Pick out every line in the listing below that contains the word "flower", and copy each such line in full. Matching is case-sensitive.

Items drawn from a data source:
>> START

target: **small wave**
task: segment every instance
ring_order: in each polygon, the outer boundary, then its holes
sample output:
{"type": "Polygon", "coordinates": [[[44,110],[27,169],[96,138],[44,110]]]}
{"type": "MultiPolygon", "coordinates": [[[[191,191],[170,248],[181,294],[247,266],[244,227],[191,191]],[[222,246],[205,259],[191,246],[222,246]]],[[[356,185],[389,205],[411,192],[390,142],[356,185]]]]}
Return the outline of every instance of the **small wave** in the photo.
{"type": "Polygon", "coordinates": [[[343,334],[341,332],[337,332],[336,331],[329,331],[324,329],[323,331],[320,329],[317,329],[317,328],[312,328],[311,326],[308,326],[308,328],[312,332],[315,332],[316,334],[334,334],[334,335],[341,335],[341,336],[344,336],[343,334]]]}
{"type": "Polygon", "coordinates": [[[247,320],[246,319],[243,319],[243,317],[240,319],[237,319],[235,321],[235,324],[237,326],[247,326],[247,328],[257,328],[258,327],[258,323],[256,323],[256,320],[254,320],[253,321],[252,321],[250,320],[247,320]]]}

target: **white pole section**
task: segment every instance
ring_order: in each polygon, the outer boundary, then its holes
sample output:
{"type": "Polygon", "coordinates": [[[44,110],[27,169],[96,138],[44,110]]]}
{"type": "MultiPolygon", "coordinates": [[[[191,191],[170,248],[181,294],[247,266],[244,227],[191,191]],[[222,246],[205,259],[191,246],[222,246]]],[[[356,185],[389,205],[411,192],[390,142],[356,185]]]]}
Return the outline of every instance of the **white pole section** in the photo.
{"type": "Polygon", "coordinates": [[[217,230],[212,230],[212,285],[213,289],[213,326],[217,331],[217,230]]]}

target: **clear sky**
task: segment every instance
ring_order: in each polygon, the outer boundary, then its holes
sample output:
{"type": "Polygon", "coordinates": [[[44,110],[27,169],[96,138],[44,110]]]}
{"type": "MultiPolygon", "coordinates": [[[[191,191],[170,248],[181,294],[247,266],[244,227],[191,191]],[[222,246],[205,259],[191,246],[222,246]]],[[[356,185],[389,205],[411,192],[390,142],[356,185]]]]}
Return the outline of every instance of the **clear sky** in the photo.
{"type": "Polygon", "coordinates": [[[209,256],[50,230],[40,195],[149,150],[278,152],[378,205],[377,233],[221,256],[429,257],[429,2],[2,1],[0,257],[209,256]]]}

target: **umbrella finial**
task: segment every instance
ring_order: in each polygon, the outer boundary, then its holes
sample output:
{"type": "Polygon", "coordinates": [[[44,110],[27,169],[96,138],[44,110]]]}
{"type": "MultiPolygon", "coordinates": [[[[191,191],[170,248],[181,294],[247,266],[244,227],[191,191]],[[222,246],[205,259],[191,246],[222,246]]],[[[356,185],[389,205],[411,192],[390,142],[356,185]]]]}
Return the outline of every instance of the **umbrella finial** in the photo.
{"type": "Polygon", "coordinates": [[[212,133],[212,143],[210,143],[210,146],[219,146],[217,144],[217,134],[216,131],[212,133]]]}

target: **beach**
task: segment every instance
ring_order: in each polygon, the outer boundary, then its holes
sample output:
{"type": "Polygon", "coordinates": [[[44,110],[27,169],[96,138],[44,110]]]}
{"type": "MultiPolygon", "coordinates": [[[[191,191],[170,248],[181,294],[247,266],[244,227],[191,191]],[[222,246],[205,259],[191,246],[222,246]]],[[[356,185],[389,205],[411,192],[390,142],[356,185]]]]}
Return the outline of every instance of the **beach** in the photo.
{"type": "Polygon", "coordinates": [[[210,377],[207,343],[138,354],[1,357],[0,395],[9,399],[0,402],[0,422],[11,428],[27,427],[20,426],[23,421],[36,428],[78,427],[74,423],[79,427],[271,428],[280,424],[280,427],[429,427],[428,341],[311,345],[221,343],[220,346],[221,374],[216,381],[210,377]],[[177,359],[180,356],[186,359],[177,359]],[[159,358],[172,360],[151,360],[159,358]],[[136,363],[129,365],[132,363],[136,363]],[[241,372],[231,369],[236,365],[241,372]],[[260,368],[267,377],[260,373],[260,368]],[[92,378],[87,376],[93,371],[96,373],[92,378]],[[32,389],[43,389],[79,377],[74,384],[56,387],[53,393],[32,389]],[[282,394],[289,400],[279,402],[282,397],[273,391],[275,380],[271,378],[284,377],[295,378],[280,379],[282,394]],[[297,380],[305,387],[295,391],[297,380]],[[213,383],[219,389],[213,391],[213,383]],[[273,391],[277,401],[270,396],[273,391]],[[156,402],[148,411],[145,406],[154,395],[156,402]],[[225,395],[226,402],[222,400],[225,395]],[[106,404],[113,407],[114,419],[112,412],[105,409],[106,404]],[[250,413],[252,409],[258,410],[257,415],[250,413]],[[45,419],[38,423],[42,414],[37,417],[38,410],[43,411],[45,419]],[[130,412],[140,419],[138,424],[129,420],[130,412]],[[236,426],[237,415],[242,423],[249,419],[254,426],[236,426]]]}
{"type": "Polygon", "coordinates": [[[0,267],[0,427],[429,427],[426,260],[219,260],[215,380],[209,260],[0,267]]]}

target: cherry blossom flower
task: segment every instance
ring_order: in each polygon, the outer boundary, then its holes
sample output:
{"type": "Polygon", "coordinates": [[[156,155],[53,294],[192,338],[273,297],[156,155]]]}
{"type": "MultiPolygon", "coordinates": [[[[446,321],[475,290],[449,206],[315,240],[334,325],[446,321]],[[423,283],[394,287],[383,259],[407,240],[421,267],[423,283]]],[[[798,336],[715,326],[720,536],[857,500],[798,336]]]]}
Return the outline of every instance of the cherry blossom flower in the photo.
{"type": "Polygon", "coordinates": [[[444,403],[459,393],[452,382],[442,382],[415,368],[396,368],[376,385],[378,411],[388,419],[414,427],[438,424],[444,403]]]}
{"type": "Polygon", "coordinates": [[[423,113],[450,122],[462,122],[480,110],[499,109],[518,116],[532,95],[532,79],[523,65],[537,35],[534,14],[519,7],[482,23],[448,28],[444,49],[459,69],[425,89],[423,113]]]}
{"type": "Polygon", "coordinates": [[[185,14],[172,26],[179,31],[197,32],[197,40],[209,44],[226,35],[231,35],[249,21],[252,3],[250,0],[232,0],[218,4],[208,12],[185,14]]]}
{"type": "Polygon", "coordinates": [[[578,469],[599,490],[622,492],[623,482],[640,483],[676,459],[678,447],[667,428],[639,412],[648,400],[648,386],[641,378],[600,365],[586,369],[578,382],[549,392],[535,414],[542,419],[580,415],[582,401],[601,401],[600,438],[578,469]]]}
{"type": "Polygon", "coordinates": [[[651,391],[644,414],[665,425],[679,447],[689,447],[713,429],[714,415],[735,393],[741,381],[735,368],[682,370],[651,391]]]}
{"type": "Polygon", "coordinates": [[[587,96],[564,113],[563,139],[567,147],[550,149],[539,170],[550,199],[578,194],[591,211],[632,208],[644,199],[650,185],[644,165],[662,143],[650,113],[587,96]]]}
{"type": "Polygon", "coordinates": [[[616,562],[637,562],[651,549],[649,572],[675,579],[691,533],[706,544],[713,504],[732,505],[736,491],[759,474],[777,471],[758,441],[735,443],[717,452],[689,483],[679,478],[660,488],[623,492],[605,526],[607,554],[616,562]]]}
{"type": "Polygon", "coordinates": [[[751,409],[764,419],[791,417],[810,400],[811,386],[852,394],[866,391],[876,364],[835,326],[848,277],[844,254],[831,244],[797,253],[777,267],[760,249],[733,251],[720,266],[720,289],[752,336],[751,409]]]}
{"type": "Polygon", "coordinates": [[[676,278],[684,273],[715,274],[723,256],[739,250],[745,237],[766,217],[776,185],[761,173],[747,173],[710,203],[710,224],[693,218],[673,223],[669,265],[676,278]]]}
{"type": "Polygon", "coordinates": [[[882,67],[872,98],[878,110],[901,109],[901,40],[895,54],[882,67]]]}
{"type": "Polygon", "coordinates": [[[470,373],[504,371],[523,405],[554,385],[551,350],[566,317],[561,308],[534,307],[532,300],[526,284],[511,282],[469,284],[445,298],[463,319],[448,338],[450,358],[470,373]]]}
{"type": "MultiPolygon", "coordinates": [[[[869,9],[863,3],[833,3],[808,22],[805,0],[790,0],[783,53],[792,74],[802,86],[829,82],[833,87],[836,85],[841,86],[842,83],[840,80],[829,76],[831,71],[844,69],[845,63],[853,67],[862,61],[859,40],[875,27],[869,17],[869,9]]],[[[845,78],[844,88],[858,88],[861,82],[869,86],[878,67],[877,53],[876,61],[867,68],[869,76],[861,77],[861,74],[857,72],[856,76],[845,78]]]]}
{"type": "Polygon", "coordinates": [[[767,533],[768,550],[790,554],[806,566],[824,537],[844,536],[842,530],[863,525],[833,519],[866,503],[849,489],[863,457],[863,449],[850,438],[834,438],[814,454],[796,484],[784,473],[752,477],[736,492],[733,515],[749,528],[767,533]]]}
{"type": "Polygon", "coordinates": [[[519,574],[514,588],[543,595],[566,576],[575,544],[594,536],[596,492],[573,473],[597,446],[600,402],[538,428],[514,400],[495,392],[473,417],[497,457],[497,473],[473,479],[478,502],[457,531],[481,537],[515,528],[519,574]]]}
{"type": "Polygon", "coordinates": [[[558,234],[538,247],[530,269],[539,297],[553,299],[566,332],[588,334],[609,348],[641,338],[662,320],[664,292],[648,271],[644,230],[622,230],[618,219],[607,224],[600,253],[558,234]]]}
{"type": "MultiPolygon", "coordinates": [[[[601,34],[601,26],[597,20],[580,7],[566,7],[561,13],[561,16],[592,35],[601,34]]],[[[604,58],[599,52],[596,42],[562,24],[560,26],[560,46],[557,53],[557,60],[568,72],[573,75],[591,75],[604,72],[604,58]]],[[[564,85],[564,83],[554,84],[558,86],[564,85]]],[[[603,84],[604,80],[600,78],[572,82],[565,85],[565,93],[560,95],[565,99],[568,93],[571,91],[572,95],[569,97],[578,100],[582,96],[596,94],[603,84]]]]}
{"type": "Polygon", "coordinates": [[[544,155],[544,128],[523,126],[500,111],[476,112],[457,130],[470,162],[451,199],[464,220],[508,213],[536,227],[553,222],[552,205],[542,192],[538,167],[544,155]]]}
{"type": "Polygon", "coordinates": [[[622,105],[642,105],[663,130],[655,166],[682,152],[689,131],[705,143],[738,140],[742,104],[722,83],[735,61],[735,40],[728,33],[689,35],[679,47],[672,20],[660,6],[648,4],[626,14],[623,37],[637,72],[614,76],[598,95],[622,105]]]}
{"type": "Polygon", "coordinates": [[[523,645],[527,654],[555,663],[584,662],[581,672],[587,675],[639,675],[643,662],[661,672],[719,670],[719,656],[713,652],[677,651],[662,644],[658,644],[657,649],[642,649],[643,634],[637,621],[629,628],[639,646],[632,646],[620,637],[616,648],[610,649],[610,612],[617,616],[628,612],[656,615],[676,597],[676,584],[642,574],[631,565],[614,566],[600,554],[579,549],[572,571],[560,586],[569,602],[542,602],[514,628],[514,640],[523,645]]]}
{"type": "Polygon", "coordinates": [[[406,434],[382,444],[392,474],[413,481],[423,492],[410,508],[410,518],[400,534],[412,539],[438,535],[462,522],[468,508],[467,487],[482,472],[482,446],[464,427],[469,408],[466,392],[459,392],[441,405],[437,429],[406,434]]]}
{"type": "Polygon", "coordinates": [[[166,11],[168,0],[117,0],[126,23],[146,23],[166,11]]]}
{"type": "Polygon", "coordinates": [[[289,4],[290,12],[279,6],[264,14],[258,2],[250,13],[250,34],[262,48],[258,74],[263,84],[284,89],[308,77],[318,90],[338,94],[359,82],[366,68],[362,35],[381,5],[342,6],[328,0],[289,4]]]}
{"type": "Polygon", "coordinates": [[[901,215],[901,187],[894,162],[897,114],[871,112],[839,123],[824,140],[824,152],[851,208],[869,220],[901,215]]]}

>> END

*Worked answer*.
target: cherry blossom flower
Return the outline of every instance of the cherry blossom flower in the photo.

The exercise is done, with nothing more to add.